Items>

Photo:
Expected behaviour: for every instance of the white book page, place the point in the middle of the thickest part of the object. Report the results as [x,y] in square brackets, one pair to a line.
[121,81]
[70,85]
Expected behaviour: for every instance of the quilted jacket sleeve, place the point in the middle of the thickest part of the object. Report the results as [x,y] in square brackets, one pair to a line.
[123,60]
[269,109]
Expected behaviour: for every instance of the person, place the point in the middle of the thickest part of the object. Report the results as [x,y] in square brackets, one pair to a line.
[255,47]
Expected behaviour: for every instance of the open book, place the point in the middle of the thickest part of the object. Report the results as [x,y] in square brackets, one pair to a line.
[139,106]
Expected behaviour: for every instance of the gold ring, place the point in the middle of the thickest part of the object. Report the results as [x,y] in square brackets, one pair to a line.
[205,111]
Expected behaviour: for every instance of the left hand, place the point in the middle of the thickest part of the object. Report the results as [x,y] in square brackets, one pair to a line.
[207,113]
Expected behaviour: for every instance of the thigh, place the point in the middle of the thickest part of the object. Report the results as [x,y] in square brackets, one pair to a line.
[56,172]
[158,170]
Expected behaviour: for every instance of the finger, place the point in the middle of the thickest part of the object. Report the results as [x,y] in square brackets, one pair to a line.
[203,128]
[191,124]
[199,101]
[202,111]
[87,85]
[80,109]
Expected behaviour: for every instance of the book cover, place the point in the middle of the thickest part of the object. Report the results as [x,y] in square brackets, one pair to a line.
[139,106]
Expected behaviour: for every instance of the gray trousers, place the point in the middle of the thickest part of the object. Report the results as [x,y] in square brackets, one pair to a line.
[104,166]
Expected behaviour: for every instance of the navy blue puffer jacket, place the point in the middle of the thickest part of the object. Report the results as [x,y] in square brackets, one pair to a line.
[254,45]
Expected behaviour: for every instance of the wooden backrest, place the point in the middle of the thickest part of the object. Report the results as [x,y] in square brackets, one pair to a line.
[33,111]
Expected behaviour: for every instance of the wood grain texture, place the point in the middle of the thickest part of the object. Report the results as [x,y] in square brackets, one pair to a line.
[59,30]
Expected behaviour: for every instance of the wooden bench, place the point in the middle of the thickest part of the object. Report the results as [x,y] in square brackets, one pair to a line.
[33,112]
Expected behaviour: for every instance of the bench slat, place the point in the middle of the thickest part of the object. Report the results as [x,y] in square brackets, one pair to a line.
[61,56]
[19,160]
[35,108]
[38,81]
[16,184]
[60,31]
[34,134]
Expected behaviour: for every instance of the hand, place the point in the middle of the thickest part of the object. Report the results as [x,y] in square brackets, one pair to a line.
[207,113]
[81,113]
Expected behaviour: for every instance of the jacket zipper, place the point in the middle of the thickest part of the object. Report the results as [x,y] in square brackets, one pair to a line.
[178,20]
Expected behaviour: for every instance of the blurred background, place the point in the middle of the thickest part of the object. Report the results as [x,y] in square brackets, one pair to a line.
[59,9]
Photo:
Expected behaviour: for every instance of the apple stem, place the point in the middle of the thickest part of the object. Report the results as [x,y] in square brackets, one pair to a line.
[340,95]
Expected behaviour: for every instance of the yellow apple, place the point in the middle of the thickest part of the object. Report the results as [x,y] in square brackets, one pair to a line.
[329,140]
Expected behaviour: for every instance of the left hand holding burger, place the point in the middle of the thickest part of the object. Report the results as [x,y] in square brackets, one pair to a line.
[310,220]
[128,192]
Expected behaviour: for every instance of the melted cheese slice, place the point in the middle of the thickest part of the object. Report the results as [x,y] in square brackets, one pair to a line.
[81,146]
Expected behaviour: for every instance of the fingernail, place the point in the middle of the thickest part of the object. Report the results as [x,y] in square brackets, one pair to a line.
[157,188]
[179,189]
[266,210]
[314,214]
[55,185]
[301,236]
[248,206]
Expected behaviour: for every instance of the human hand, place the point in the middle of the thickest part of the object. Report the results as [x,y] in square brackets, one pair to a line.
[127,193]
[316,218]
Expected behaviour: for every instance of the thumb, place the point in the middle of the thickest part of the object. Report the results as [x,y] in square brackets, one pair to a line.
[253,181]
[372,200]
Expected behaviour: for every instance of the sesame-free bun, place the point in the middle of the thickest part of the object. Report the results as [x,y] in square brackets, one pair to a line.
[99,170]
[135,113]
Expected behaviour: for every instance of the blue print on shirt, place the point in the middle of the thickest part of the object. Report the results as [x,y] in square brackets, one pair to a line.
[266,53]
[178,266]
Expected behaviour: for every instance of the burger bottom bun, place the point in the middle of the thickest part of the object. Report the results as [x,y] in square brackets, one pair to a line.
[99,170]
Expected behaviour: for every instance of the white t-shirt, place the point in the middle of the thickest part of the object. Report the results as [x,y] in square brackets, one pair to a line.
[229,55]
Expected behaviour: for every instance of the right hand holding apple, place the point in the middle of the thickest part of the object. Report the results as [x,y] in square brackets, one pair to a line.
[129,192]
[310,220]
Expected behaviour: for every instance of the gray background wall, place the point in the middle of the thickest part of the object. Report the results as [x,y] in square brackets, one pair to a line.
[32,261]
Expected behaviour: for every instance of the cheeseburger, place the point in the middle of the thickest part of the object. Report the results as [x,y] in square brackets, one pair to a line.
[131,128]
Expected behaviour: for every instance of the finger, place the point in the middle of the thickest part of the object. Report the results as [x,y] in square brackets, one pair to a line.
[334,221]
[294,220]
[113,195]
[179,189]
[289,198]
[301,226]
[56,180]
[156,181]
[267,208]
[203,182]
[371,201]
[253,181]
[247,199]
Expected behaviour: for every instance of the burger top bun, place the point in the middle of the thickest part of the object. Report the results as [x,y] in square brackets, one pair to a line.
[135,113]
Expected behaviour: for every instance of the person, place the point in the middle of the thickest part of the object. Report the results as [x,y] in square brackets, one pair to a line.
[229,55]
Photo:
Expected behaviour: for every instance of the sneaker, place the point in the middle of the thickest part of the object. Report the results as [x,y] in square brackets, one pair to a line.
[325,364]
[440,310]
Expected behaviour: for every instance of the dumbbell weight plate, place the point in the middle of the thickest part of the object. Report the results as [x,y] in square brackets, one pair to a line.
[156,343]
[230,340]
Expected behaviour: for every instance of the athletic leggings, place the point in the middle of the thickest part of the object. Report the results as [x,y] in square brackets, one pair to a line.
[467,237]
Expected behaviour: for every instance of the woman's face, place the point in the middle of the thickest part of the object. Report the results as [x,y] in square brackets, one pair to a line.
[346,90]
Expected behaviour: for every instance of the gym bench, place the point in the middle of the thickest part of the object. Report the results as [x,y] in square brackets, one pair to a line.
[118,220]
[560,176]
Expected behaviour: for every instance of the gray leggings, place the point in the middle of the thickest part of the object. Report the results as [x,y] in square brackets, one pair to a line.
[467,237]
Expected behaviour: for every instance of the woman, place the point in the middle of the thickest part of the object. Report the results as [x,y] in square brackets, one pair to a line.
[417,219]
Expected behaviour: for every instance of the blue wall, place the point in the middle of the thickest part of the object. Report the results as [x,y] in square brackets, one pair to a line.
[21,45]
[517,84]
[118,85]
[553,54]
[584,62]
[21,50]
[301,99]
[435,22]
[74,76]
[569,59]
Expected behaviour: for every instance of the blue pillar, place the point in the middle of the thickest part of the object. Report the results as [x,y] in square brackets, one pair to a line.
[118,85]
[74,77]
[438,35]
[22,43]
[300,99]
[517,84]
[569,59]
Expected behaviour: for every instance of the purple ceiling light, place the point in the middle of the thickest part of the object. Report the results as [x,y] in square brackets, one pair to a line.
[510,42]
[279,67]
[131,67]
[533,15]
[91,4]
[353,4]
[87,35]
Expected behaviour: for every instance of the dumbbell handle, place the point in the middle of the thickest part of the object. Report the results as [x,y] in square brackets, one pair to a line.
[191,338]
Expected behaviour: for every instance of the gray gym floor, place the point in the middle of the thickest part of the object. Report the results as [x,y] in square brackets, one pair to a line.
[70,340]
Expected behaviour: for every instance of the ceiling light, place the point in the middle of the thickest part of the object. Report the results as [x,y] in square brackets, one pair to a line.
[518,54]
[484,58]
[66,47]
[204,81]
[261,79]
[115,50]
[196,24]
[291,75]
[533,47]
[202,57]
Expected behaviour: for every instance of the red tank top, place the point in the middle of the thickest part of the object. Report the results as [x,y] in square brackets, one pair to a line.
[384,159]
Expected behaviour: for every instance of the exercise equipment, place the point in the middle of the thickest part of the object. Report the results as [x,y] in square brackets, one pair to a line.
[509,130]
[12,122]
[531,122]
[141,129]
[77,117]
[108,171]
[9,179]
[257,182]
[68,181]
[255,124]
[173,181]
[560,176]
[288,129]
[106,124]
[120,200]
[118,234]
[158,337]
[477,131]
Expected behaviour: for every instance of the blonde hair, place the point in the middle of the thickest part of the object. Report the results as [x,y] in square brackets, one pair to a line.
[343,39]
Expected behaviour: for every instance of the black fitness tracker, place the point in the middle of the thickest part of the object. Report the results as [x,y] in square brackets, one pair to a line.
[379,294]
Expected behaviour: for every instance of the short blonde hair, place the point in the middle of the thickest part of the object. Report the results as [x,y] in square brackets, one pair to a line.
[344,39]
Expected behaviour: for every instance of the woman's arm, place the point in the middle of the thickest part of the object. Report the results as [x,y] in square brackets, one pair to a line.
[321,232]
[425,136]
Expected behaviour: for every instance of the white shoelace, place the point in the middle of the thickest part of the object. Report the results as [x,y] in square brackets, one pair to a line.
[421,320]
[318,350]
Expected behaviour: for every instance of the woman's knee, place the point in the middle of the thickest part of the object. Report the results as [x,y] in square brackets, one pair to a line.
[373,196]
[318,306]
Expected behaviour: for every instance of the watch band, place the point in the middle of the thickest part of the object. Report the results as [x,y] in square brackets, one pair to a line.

Exercise task> Extract, exactly, the lines above that begin at the line containing "Expected behaviour: for every instance of the blonde" and end at the final line of the records; add no other text.

Correct result>
Expected behaviour: for every instance of the blonde hair, place the point in the middle of the thickest part of the object. Report the results as [x,y] in square brackets, one pair to a line.
[343,39]
Expected behaviour: for every instance of the black fitness tracker, place the point in the middle of the thickest part of the object. Report the results as [x,y] in square brackets, one pair to a line.
[379,294]
Expected behaviour: for every instance of the short blonde hair, place the point in the middle of the thickest part of the object. Report the results as [x,y] in square brackets, one pair to a line.
[344,39]
Expected behaviour: for every instance of the woman's arm, place the point in the middle of the thickest part of the object. Report the results as [x,y] in square brackets, one pair to a line.
[321,232]
[425,136]
Expected behaviour: for every instance of the white shoelace, place the point in the middle of the thickest part of the object. Report the results as [x,y] in square brackets, one pair to a line.
[421,320]
[318,350]
Expected behaviour: for every instance of the woman's knee, place the point in the middle of the thickest part of the object. Report the results as [x,y] in square brackets, one pair to a line.
[373,196]
[318,306]
Expected behaviour: for every instance of the watch band, place the point in the middle of the thickest part of the object. Report the results as [x,y] in square brackets, one pair to a line.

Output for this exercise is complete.